→ Exercise aim
Go on with the article about teens at risk for alcohol abuse, picking up right after its final sentence.

→ Reading passage

····················

18 November 2014
Factors Common in Teens at Risk for Alcohol Abuse
Neuroscientists at Georgetown University Medical Center (GUMC) are zeroing in on brain factors and behaviors that put teens at risk of alcohol use and abuse even before they start drinking.
Four abstracts resulting from the Adolescent Development Study, which is funded by the National Institute on Alcohol Abuse and Alcoholism, were presented this past Sunday at the Society for Neuroscience’s annual meeting in Washington, D.C.
The Adolescent Development Study, jointly run by the University of Maryland School of Medicine (UMSOM) and GUMC, is a wide-ranging effort to understand how a teen brain “still under construction,” as the NIH puts it, can lead to risky behaviors such as alcohol and drug use.
Identifying Differences
John VanMeter, director of the Center for Functional and Molecular Imaging, and associate professor of neurology at GUMC, and Diana Fishbein, director of the Center for Translational Research on Adversity, Neurodevelopment and Substance Abuse (C-TRANS) at UMSOM, run the project.

····················

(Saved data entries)
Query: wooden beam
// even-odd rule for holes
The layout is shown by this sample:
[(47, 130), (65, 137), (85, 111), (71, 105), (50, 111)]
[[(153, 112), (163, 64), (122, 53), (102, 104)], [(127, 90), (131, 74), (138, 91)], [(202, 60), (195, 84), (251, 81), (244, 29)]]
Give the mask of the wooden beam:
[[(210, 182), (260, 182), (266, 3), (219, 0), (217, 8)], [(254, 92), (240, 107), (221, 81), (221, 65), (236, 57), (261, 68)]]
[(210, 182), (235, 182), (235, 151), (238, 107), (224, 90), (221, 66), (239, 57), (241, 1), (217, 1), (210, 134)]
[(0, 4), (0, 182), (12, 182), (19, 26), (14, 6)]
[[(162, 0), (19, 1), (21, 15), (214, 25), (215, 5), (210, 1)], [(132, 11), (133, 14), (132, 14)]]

····················

→ Task result
What this study is attempting to do is identify the differences in the brains of adolescents who go on to misuse alcohol and other drugs. If we know what is different, we may be able to develop strategies that can prevent the behavior.
Observing Connections
The abstracts provide new evidence that adolescents at higher risk of alcoholism have reduced connections in key brain networks. One of the studies suggests that reduced prefrontal cortex development predates alcohol use and may be related to future alcohol use disorders.
Another abstract shows that a weaker connection between executive control in the prefrontal cortex and the insular cortex (involved in processing emotions and responsive to drug cues in addicts) is associated with higher levels of impulsivity, which in turn is associated with alcohol disorders.
Sugar and DHA
One abstract showed that youth with high amounts of added sugar intake seek immediate rewards more than those with lower levels in their diets. Those with increased sugar intake also show greater activation in brain areas linked to impulsivity and emotional affect.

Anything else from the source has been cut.